▸ Requirements: Rewrite the listing below, substituting "canoe" for "kayak" at every occurrence and leaving all other text untouched.

## START Excerpted records

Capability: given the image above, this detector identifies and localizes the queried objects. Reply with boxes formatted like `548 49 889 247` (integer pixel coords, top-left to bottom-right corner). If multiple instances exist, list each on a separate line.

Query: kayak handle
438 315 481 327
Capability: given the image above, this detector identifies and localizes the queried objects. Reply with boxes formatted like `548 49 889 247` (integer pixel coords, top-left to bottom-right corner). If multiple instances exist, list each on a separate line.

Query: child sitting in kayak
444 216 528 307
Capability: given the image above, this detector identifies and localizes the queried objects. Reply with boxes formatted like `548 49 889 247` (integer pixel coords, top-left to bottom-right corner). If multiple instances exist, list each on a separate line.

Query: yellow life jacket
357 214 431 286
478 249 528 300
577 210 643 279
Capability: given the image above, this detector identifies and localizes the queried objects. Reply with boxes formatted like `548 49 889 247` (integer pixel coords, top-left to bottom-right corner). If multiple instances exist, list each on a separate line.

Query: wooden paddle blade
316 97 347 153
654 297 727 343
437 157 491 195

## END Excerpted records

▸ Response to the exercise:
Capability: given the image above, this detector identifies and localizes the queried objects. Reply with boxes formatted like `548 49 889 247` (integer pixel coords, top-left to bottom-right corner). If multiple instances exist, list each on a separate line.

Query: canoe handle
438 315 481 327
Capability: given the image above, this detector identifies and localizes the queried objects. Reply with boxes formatted like `548 49 889 247` (integer pixel coords, top-left to bottom-right corner). If multiple instances exist, list each on a separate line.

Query: child sitting in canoe
444 216 528 307
Capability: given the image above, this detector identifies and localizes the queried objects. Reply with boxes formatted like `548 49 889 247` (integer pixel coords, top-left to bottom-right corner). If multiple instances exist, list each on a separate line.

Query: yellow life jacket
357 214 431 286
478 249 528 300
577 210 643 279
Capability: given the image above, this detector identifies and localizes the queried objects. Reply with boxes formatted like `548 49 889 247` (integer pixel coords, top-left to bottom-right corner). If multiple instances exist, list each on a separate line.

Query: wooden paddle blade
316 97 347 153
654 297 727 343
437 157 491 195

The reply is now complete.